SUPPLIED PASSAGE —
------------------------------------------------

“Devote yourselves to prayer, being watchful and thankful…Let your conversation be always full of grace, seasoned with salt, so that you may know how to answer everyone.” Colossian 4:2 & 6
I should have seen her coming. She was filled with self loathing. Angry. Scared. Prone to spouting off esoteric ramblings. And she was very, very smart.
The conversation started easily enough until I tipped my hand. It turned out, I told her, that I objected to the bleak life she charted in front of me. No, I smiled with total gentleness, that’s not the way I roll. I follow Jesus.
Her eyes grew wide. Time stopped. I breathed in and then out, heart hammering in my chest. And behind my eyes, in the center of my heart, I prayed, Come, Lord Jesus. Only you can give me words to speak. Only you can come into this space, the space between two of your children.

------------------------------------------------

DATA —
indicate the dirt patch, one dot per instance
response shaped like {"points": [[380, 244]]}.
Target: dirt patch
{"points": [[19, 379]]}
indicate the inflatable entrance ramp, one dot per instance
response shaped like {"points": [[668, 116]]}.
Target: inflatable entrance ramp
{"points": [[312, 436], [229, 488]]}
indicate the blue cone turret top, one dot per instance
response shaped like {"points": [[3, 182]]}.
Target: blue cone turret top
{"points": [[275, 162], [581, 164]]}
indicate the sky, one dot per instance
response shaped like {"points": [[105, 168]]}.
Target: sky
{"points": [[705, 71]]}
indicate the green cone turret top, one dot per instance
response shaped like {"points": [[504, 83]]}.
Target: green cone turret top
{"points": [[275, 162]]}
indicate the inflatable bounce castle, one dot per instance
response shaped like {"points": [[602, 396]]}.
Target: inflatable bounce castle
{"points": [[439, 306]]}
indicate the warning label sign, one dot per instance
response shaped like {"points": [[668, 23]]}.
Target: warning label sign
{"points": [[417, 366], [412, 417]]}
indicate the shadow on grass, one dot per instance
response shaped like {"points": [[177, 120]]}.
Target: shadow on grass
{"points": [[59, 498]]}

------------------------------------------------

TASKS AND EXERCISES —
1) In the devotional passage, whom does the writer tell the woman they follow?
2) List every trait the devotional passage gives for the woman the writer was talking with.
3) Extend the devotional passage from its last sentence.

RESPONSES TO THE TASKS —
1) Jesus.

2)
- Filled with self loathing
- Angry
- Scared
- Prone to spouting off esoteric ramblings
- Very, very smart

3)
The silence fell away and she spoke of disappointments, dreams canceled, bitterness left as the consolation prize. Over coffee, she asked about God and I answered with words that certainly weren’t mine. I drove away from the meeting with utter thankfulness and a heart that trilled to be used. He picked me to speak words of love!
Why do people think Christians are boring? I can’t think of life more active, more daring, more dangerous than being a follower of the one called Christ.
Paul’s words in Colossians sound like a huge “Pay Attention” sign. We’re to be watchful. For me, that means first being available. It means asking each morning, “Lord, send me. Pick me!” I have done this over the years sometimes with all the enthusiasm of my four-year-old submitting to having her blond hair washed. I’ve half-heartedly said, “Yep, I guess I can go.” And I’m not saying that God won’t pick the half-hearted and the half-awake, but I think the whole deal works better when we really spring to life and say with gusto, “You can send me. I don’t know what I’m doing, but I know the Bible says your power is made perfect in my weakness. And God, I believe that.”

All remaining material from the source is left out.